▸ GOAL OF THE EXERCISE
Unless it is a picture, every line from the start of the entries through the line with "Task: annotation of the green meadow." must be retyped exactly.

(Image point grounding data)
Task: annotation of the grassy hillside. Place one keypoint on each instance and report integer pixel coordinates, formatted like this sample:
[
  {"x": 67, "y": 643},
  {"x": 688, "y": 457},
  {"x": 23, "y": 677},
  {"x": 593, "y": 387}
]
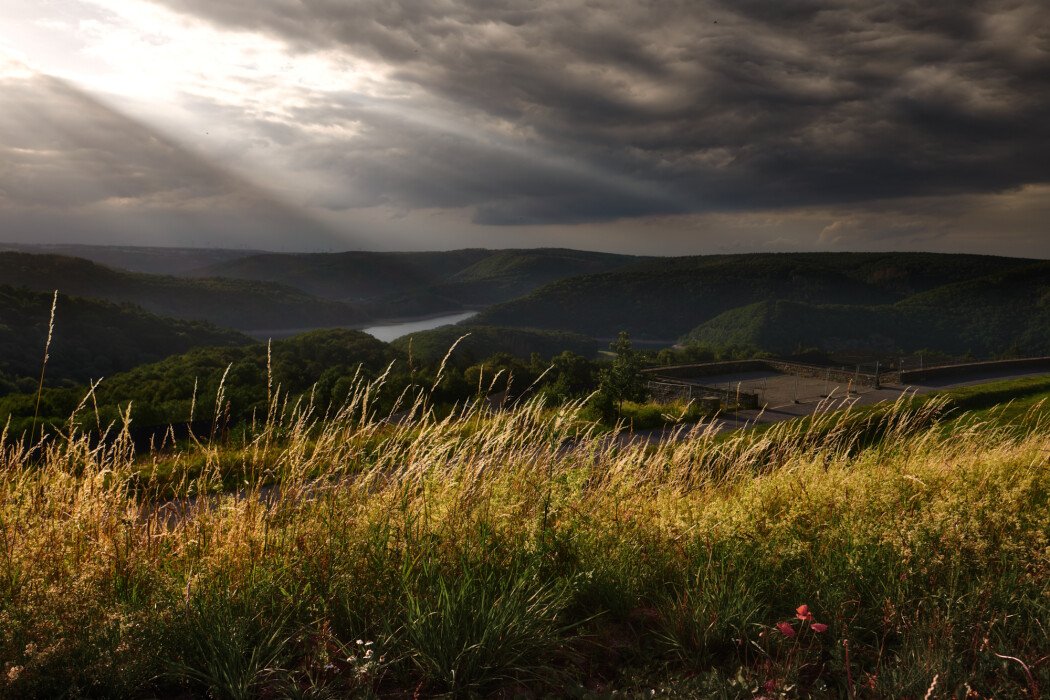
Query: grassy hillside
[
  {"x": 988, "y": 315},
  {"x": 667, "y": 298},
  {"x": 520, "y": 555},
  {"x": 91, "y": 339},
  {"x": 235, "y": 303},
  {"x": 485, "y": 341},
  {"x": 419, "y": 283}
]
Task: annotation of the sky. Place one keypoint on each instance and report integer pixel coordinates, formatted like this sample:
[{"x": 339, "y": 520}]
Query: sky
[{"x": 663, "y": 127}]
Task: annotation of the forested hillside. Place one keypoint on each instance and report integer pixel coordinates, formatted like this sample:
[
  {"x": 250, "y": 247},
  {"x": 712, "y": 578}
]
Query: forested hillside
[
  {"x": 1003, "y": 312},
  {"x": 670, "y": 298},
  {"x": 91, "y": 339},
  {"x": 419, "y": 283}
]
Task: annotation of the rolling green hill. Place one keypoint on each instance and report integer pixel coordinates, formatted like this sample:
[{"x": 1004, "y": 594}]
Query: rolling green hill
[
  {"x": 235, "y": 303},
  {"x": 989, "y": 315},
  {"x": 91, "y": 339},
  {"x": 667, "y": 298},
  {"x": 419, "y": 283},
  {"x": 321, "y": 363},
  {"x": 485, "y": 341},
  {"x": 155, "y": 260}
]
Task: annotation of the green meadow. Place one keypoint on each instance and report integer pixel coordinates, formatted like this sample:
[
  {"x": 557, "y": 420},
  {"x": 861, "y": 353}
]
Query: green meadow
[{"x": 528, "y": 554}]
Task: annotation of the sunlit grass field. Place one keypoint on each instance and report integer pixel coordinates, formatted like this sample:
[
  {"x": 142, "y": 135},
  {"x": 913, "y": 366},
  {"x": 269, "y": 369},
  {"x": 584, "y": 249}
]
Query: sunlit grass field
[{"x": 903, "y": 551}]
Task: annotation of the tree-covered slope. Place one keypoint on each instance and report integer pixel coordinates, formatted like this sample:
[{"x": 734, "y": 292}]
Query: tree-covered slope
[
  {"x": 90, "y": 339},
  {"x": 989, "y": 315},
  {"x": 235, "y": 303},
  {"x": 485, "y": 341},
  {"x": 351, "y": 276},
  {"x": 320, "y": 364},
  {"x": 418, "y": 283}
]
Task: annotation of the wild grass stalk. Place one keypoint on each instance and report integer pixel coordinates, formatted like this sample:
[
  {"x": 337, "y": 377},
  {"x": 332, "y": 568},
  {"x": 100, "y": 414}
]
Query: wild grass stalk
[{"x": 473, "y": 551}]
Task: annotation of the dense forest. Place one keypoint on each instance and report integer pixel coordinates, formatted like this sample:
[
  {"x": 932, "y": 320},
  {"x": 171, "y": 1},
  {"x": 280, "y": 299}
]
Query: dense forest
[
  {"x": 235, "y": 303},
  {"x": 920, "y": 300}
]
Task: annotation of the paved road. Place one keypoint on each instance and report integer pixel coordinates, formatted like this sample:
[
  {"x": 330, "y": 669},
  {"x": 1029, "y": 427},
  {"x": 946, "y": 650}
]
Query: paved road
[{"x": 778, "y": 393}]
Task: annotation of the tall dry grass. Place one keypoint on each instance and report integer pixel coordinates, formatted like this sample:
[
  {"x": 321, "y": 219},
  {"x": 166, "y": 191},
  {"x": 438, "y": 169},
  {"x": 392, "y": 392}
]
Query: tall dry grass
[{"x": 524, "y": 552}]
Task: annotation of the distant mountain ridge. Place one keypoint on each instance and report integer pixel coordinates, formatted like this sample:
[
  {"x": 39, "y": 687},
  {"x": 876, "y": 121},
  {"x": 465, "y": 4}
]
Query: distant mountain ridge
[
  {"x": 235, "y": 303},
  {"x": 153, "y": 260},
  {"x": 419, "y": 283},
  {"x": 90, "y": 338}
]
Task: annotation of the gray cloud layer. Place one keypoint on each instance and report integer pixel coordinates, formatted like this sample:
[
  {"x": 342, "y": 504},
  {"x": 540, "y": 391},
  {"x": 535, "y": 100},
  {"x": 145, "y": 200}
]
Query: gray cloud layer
[
  {"x": 74, "y": 170},
  {"x": 574, "y": 111}
]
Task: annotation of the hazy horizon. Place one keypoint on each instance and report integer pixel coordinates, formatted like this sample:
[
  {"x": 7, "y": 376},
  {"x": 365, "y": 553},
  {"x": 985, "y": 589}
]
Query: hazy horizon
[{"x": 670, "y": 129}]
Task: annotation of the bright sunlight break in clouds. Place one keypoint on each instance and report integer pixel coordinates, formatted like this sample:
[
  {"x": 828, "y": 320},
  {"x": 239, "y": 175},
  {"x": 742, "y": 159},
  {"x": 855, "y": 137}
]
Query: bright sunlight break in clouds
[{"x": 664, "y": 128}]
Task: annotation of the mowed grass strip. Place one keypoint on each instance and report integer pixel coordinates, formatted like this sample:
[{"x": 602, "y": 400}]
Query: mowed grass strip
[{"x": 524, "y": 553}]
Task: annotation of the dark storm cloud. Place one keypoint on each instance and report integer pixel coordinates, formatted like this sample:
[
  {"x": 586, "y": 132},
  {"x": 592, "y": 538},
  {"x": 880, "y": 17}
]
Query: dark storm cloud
[
  {"x": 672, "y": 106},
  {"x": 72, "y": 168}
]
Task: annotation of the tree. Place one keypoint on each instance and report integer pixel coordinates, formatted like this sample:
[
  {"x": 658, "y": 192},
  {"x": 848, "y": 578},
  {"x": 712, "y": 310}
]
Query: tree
[{"x": 621, "y": 382}]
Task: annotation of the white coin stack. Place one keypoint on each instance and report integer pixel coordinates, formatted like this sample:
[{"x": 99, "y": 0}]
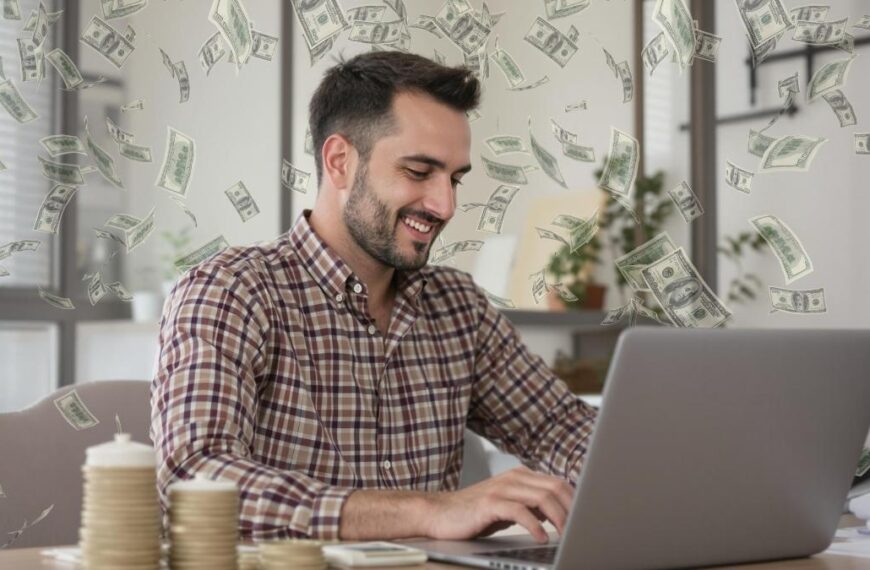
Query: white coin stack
[
  {"x": 120, "y": 511},
  {"x": 203, "y": 524},
  {"x": 292, "y": 554}
]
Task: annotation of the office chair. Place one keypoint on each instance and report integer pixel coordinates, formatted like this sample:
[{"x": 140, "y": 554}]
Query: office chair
[{"x": 41, "y": 456}]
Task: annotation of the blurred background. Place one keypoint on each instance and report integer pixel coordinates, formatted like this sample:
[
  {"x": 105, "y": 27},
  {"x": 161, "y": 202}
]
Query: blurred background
[{"x": 245, "y": 122}]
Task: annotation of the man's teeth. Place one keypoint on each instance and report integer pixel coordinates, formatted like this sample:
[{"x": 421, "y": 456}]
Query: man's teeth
[{"x": 417, "y": 225}]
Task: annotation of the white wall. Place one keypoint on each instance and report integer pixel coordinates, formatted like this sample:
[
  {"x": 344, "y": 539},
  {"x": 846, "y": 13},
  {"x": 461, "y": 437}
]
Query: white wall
[{"x": 826, "y": 206}]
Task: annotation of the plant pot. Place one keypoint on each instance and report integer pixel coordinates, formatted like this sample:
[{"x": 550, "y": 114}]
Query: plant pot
[{"x": 594, "y": 298}]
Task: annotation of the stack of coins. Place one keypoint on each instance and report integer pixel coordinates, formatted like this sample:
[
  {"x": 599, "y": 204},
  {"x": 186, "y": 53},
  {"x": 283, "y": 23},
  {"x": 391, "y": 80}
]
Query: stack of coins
[
  {"x": 203, "y": 524},
  {"x": 120, "y": 513},
  {"x": 295, "y": 554}
]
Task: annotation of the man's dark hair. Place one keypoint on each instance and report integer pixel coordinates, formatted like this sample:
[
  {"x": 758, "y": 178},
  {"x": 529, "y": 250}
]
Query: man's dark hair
[{"x": 355, "y": 97}]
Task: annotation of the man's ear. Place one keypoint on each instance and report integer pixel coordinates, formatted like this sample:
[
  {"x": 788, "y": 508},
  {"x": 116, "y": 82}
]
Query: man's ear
[{"x": 339, "y": 161}]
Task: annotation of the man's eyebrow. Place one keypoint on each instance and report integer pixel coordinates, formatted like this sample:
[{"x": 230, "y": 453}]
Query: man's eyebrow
[{"x": 432, "y": 161}]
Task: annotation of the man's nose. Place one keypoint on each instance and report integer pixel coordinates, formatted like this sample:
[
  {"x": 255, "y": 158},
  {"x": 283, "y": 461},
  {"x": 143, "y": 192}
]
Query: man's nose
[{"x": 440, "y": 200}]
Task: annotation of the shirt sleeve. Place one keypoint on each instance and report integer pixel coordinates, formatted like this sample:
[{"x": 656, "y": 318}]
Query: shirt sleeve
[
  {"x": 213, "y": 360},
  {"x": 520, "y": 405}
]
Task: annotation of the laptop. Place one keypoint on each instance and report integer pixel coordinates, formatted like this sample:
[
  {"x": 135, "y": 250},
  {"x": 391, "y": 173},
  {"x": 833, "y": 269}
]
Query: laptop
[{"x": 712, "y": 447}]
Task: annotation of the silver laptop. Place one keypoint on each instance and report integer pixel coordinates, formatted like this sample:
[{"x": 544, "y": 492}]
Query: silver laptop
[{"x": 712, "y": 447}]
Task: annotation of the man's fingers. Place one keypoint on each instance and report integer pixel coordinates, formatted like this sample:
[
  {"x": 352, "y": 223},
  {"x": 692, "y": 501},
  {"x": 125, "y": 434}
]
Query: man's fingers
[{"x": 521, "y": 515}]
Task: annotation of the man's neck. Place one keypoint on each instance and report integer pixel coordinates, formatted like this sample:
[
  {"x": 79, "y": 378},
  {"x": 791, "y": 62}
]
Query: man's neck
[{"x": 377, "y": 277}]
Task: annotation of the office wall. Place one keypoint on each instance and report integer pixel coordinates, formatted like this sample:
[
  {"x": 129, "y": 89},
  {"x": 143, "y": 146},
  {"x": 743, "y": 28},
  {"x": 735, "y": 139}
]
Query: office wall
[{"x": 826, "y": 206}]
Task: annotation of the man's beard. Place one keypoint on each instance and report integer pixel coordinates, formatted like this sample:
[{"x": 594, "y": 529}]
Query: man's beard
[{"x": 370, "y": 224}]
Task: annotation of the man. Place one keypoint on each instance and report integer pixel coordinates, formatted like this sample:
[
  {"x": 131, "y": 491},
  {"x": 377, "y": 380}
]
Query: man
[{"x": 331, "y": 373}]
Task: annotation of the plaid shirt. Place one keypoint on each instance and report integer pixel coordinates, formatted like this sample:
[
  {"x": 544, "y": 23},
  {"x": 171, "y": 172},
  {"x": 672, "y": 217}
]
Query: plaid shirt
[{"x": 272, "y": 374}]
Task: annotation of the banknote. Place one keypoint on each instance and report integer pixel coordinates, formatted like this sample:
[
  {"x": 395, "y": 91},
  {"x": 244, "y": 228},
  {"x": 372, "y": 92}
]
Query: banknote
[
  {"x": 135, "y": 152},
  {"x": 758, "y": 143},
  {"x": 707, "y": 45},
  {"x": 624, "y": 72},
  {"x": 578, "y": 152},
  {"x": 686, "y": 201},
  {"x": 547, "y": 161},
  {"x": 621, "y": 167},
  {"x": 65, "y": 67},
  {"x": 294, "y": 178},
  {"x": 68, "y": 174},
  {"x": 764, "y": 20},
  {"x": 18, "y": 246},
  {"x": 75, "y": 412},
  {"x": 829, "y": 77},
  {"x": 504, "y": 172},
  {"x": 443, "y": 253},
  {"x": 104, "y": 162},
  {"x": 215, "y": 246},
  {"x": 107, "y": 41},
  {"x": 49, "y": 213},
  {"x": 820, "y": 33},
  {"x": 178, "y": 163},
  {"x": 136, "y": 105},
  {"x": 492, "y": 216},
  {"x": 738, "y": 178},
  {"x": 791, "y": 152},
  {"x": 508, "y": 66},
  {"x": 232, "y": 21},
  {"x": 211, "y": 52},
  {"x": 263, "y": 45},
  {"x": 562, "y": 8},
  {"x": 551, "y": 42},
  {"x": 242, "y": 201},
  {"x": 793, "y": 258},
  {"x": 841, "y": 107},
  {"x": 56, "y": 301},
  {"x": 15, "y": 104},
  {"x": 675, "y": 20},
  {"x": 799, "y": 301},
  {"x": 321, "y": 21},
  {"x": 57, "y": 145},
  {"x": 503, "y": 144},
  {"x": 679, "y": 289},
  {"x": 631, "y": 264},
  {"x": 655, "y": 51}
]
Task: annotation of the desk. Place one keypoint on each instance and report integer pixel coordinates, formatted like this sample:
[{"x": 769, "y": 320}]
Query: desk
[{"x": 30, "y": 559}]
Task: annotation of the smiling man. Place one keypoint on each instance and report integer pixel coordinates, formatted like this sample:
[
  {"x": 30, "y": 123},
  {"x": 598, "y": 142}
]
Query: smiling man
[{"x": 332, "y": 373}]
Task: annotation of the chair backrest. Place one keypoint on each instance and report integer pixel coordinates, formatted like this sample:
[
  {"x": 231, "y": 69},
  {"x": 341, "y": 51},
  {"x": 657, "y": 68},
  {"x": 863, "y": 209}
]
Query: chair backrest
[{"x": 41, "y": 456}]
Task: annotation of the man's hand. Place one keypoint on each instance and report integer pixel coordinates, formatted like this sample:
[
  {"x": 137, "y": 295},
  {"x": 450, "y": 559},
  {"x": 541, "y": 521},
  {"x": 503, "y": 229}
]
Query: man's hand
[{"x": 519, "y": 496}]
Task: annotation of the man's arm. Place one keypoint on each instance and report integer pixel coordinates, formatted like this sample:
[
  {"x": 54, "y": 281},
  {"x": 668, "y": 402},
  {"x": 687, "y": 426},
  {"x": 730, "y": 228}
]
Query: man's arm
[
  {"x": 519, "y": 404},
  {"x": 204, "y": 404}
]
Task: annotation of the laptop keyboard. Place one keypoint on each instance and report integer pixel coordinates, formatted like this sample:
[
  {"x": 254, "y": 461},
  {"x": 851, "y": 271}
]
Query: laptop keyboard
[{"x": 543, "y": 554}]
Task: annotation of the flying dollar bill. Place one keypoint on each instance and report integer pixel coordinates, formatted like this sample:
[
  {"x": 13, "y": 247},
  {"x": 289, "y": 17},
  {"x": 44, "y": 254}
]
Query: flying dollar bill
[
  {"x": 686, "y": 201},
  {"x": 791, "y": 152},
  {"x": 242, "y": 201},
  {"x": 107, "y": 41},
  {"x": 675, "y": 20},
  {"x": 232, "y": 21},
  {"x": 804, "y": 302},
  {"x": 793, "y": 258},
  {"x": 631, "y": 264},
  {"x": 551, "y": 42},
  {"x": 621, "y": 166},
  {"x": 679, "y": 289},
  {"x": 178, "y": 163},
  {"x": 52, "y": 208},
  {"x": 75, "y": 412},
  {"x": 738, "y": 178}
]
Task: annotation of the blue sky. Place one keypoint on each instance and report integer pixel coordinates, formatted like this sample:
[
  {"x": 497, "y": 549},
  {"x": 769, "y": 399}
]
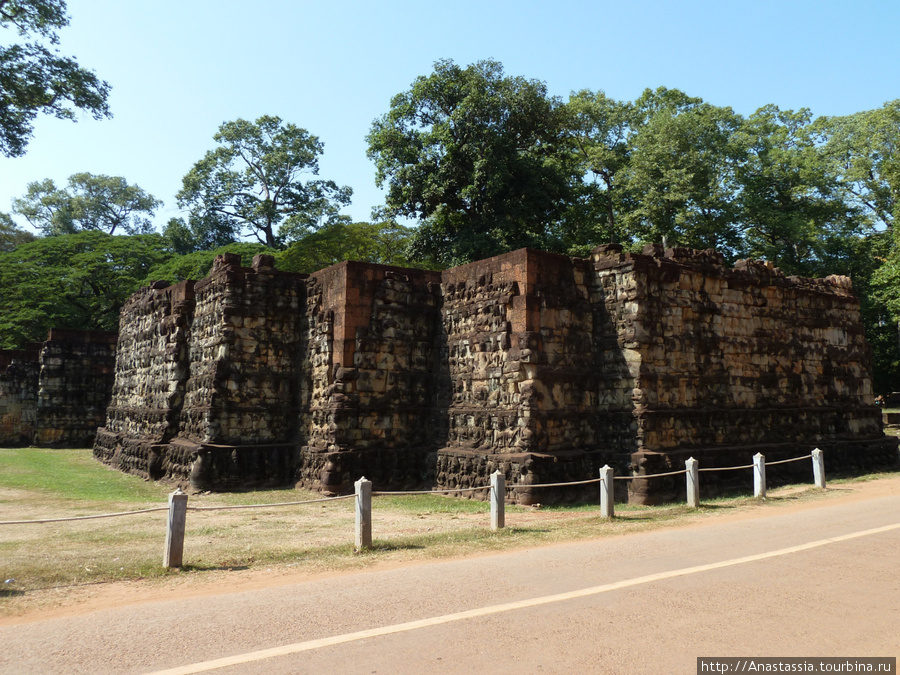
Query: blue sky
[{"x": 179, "y": 68}]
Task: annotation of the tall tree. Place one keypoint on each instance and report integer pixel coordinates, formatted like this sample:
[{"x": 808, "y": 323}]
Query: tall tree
[
  {"x": 792, "y": 204},
  {"x": 599, "y": 131},
  {"x": 864, "y": 152},
  {"x": 681, "y": 170},
  {"x": 386, "y": 243},
  {"x": 35, "y": 80},
  {"x": 476, "y": 157},
  {"x": 12, "y": 236},
  {"x": 252, "y": 183},
  {"x": 71, "y": 281},
  {"x": 89, "y": 202}
]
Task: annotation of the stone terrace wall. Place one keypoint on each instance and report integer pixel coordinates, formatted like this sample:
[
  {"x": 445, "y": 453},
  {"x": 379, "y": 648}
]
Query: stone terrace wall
[
  {"x": 539, "y": 365},
  {"x": 19, "y": 371},
  {"x": 76, "y": 379},
  {"x": 151, "y": 372},
  {"x": 241, "y": 405},
  {"x": 55, "y": 393},
  {"x": 372, "y": 376},
  {"x": 723, "y": 362},
  {"x": 521, "y": 370}
]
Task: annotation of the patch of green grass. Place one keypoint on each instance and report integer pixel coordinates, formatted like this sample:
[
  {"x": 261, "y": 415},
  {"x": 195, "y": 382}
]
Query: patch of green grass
[
  {"x": 73, "y": 474},
  {"x": 436, "y": 503}
]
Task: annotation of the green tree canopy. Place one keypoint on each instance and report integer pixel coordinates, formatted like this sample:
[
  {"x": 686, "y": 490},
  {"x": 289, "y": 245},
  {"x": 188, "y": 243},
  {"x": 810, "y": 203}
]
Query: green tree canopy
[
  {"x": 792, "y": 206},
  {"x": 252, "y": 184},
  {"x": 35, "y": 80},
  {"x": 12, "y": 236},
  {"x": 196, "y": 265},
  {"x": 89, "y": 202},
  {"x": 680, "y": 175},
  {"x": 386, "y": 243},
  {"x": 476, "y": 157},
  {"x": 864, "y": 152},
  {"x": 71, "y": 281}
]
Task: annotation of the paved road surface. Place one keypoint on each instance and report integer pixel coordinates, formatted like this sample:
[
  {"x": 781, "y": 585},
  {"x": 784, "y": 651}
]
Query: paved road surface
[{"x": 823, "y": 581}]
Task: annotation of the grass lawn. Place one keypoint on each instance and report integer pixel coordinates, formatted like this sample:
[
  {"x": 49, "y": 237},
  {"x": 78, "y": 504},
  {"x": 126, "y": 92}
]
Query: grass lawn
[{"x": 44, "y": 483}]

▸ RESPONSE TO THE TASK
Task: annotation of the grassy hillside. Place one keypoint on each instance and report integer pixel coordinates, formatted like this sample:
[
  {"x": 67, "y": 643},
  {"x": 688, "y": 457},
  {"x": 23, "y": 677},
  {"x": 593, "y": 387}
]
Query: grassy hillside
[
  {"x": 988, "y": 315},
  {"x": 667, "y": 298},
  {"x": 520, "y": 555},
  {"x": 91, "y": 339},
  {"x": 235, "y": 303},
  {"x": 485, "y": 341},
  {"x": 419, "y": 283}
]
Task: annotation of the sky. Place one keypoint on each instance and report integer pixel coordinates, formatted like this sample:
[{"x": 339, "y": 520}]
Query: sky
[{"x": 663, "y": 127}]
Task: annotation of the forested hillside. Place one keypoint on each instance and report integer pixel coordinates, formatted like this sample:
[
  {"x": 250, "y": 247},
  {"x": 712, "y": 578}
]
Query: forested hillside
[
  {"x": 1003, "y": 312},
  {"x": 670, "y": 298},
  {"x": 91, "y": 339},
  {"x": 419, "y": 283}
]
Task: annotation of the rolling green hill. Place one keypoint on each instance and report integer pixel coordinates, formatted like this sample:
[{"x": 1004, "y": 594}]
Query: rolling green hill
[
  {"x": 235, "y": 303},
  {"x": 989, "y": 315},
  {"x": 91, "y": 339},
  {"x": 667, "y": 298},
  {"x": 419, "y": 283},
  {"x": 321, "y": 363},
  {"x": 485, "y": 341},
  {"x": 155, "y": 260}
]
Task: annotation of the green meadow. Place one keypoint on each instance and report integer pixel coordinates, formatted like this sample:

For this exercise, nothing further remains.